Look, I reacted the same way you probably did when I heard both Fuzzy's and Tim Hardaway's comments. I, personally, don't feel the same way they do. But make no mistake about it -- I firmly believe they have a right to feel anyway they want to feel. Whether they express those sentiments is another matter and we, reasonably, expect to talk about it when they do mouth off.
Of course, we can react to what they say however we choose. But beating someone up and basically saying, "you aren't thinking about this correctly" is the same thing as being the thought police.
In sum:
Beating up for speaking their mind - fine.
Reacting however you want to - fine.
Beating them up for THINKING what they think - not a good thing.
Paul Newman, I think.....addresses this very issue, you'll like it.
A goal is a dream with a deadline
but you didn't hear that from me....nor that he whacks them around almost every day...
A goal is a dream with a deadline
They can simply require any submission to have some sort of referenceable source...you know, kinda like what I have to do when I make a regulatory compliance finding or structural analysis.
Although...I did once reference a paper that I wrote on work done a few years later...this then, would be the engineering equivalent of "because I said so".
Then again, the prior paper had numerous outside references to support it.
The point is, Wikipedia can require submitters to show some evidence that they are not just "pulling this out of their ass".
A goal is a dream with a deadline
I hope they serve fried chicken at the trial.
Looks as though the defamatory remarks are sort of back in the article. Except now they are there as a factual statement that he is suing for someone posting those remarks. I find that ironic and funny.
The reporting of the remarks doesn't quote them. Instead it paraphrases them in a way that makes it clear that they were an over-the-top vandalism rather than having any connection to Zoeller's actual behavior.
Further, anybody who is at all familiar with the law on defamation would be aware that truth is an absolute defense. Zoeller would be a fool to file such a suit if there were any truth at all to the allegations.
So, no, I don't see any irony or humor in the entry containing the facts of the suit including a paraphrase of the remarks in question. If anything it serves as a retraction and a defense of Zoeller's character.
When was the last time you saw, say, the New York Times give as much prominence to a retraction of an erroneous story as they gave to the original story. Yet this is exactly what Wikipedia is doing.
Further, the retraction will no doubt remain posted far longer than the original smear, and (thanks to both the expanding fame of Wikipedia and the press coverage of this issue) come to the attention of far more people.
Bantam Dominique roosters crow a four-note song. Once you've heard it as "Happy BIRTHday" you can't NOT hear it that way
A fair point, but even a successful libel case isn't going to remove that stigma from your name.
It will for anyone familiar with the law - provided the case receives as much coverage as the original libel or slander.
Truth is an absolute defense against suits for libel or slander. So a defamed person would be a fool to sue if there was a trace of truth to the smear: Such truth would almost certainly come out, with MUCH wider coverage, at the trial. And then he'd also be on the hook for filing a bogus suit. Thus just the fact that he's suing is a strong indication that the smear is completely false.

The data:
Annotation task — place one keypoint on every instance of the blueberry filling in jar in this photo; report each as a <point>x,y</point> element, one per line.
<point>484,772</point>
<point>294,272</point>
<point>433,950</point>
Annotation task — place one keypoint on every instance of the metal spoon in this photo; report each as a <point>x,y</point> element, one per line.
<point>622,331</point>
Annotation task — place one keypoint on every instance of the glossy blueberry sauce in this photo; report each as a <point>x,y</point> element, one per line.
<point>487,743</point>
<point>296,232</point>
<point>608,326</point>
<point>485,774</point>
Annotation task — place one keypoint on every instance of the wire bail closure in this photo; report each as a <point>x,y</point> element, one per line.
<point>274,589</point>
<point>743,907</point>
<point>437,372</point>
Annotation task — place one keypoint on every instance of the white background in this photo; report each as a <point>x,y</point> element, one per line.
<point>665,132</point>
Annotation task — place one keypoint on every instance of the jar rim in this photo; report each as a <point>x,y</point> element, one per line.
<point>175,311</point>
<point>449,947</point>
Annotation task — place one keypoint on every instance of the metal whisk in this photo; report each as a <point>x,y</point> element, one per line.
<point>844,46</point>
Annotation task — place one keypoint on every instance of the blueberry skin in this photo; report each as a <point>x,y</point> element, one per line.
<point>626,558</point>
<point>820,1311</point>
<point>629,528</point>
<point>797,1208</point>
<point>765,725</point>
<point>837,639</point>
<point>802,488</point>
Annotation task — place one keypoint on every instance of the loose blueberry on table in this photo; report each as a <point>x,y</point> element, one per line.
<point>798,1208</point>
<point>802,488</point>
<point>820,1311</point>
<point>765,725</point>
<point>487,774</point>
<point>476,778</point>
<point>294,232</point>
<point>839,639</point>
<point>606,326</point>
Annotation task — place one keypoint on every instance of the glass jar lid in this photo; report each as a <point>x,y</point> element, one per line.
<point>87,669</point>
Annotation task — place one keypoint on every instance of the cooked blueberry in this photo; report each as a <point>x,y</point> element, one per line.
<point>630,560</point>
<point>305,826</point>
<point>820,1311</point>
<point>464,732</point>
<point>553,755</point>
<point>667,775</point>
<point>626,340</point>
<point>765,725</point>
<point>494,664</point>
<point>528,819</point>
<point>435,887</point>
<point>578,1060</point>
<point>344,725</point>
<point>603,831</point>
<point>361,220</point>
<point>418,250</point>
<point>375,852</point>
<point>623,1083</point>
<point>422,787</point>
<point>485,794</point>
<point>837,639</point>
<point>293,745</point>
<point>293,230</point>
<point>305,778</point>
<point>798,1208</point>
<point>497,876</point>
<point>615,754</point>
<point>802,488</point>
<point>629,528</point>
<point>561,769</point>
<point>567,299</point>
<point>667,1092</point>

Questions on the material:
**1)** According to the forum discussion, what is an absolute defense against suits for libel or slander?
**2)** Reproduce the forum discussion word for word, beginning at "When was the" and stopping after "Wikipedia is doing.".
**3)** Carry the forum discussion about Zoeller's defamation suit forward from its final sentence.
The rows have no connection to the forum discussion.

Responses for each task:
**1)** Truth.

**2)**
When was the last time you saw, say, the New York Times give as much prominence to a retraction of an erroneous story as they gave to the original story. Yet this is exactly what Wikipedia is doing.

**3)**
Meanwhile, the fact of the suit replacing the smear in the Wiki entry serves as a long-lived retraction, with at least the reach of the original smear. Even old caches are automatically linked to the updated entry, while the news articles also link back and give it broader coverage. No doubt the entry will eventually be updated with the result of the suit, as well, and last for a very long time.
It's nice to see that Wikipedia's structure so strongly resists use as a defamation tool. It's good both for the project itself and for a world of potential victims.
"Thee shall know the truth, and the truth shall make you free."
Bantam Dominique roosters crow a four-note song. Once you've heard it as "Happy BIRTHday" you can't NOT hear it that way
> He is a fine man and not the type of person you claim.
"That little boy is driving well and he's putting well. He's doing everything it takes to win. So, you know what you guys do when he gets in here? You pat him on the back and say congratulations and enjoy it and tell him not to serve fried chicken next year. Got it?" Zoeller then smiled, snapped his fingers, and walked away before turning and added, "or collard greens or whatever the hell they serve."
Yeah, great guy.
I don't think it's a law firm. Their website says they do "foreign credentials evaluation" which sounds like they should be experts at determining whether, say, a Wikipedia entry is valid or bogus.
Intron: the portion of DNA which expresses nothing useful.
I didn't bother to check their site, but I'll take you at your word. The article linked to in the summary (from Networkworld, whoever the hell they are) said they were a "law firm," and claimed to be quoting an Associated Press story. The Miami Herald calls them a "Miami education consulting firm." ESPN agrees, as do most of the other sites I just checked. Of course, most of those are just re-publishing the AP story, without checking it for accuracy.
I guess the lesson here is don't take everything you read as gospel, regardless of whether you read it on Wikipedia, or CNN, or in your local newspaper. Check out the facts, cause they probably didn't bother.
I don't care why you're posting AC
Suing over libel on the internet is not a sign of intelligence. Famous people deal with this all the time, and the bright ones ignore it. Wiki articles are what they are: the opinions of posters. They remove such libel if anyone thinks it's worth removing. Evidently this libel was posted for over a month before anyone cared enough to correct it. This may say a lot about Fuzzy or even more about Fuzzy'a fans, or ever even more about Wikipedia. What this will get for Fuzzy is a lot of bad publicity. People will dig up all the questionable statements he has ever made, including the racist ones. The golfing industry sponsors won't like that. His fans will get too much information. It might even kill his career on the circuit. He may end up on a third-rate course somewhere in Florida as the "local golf pro," which translates as "Has-Been." Maybe his case will serve as an example to other famous people: get a thicker skin or laugh it off, after all, it was just some idiot on the net.
"I would not be just a nuffin' My head all full of stuffin' My heart all full of pain. I would dance and be merry Li
They published information even after several requests not to.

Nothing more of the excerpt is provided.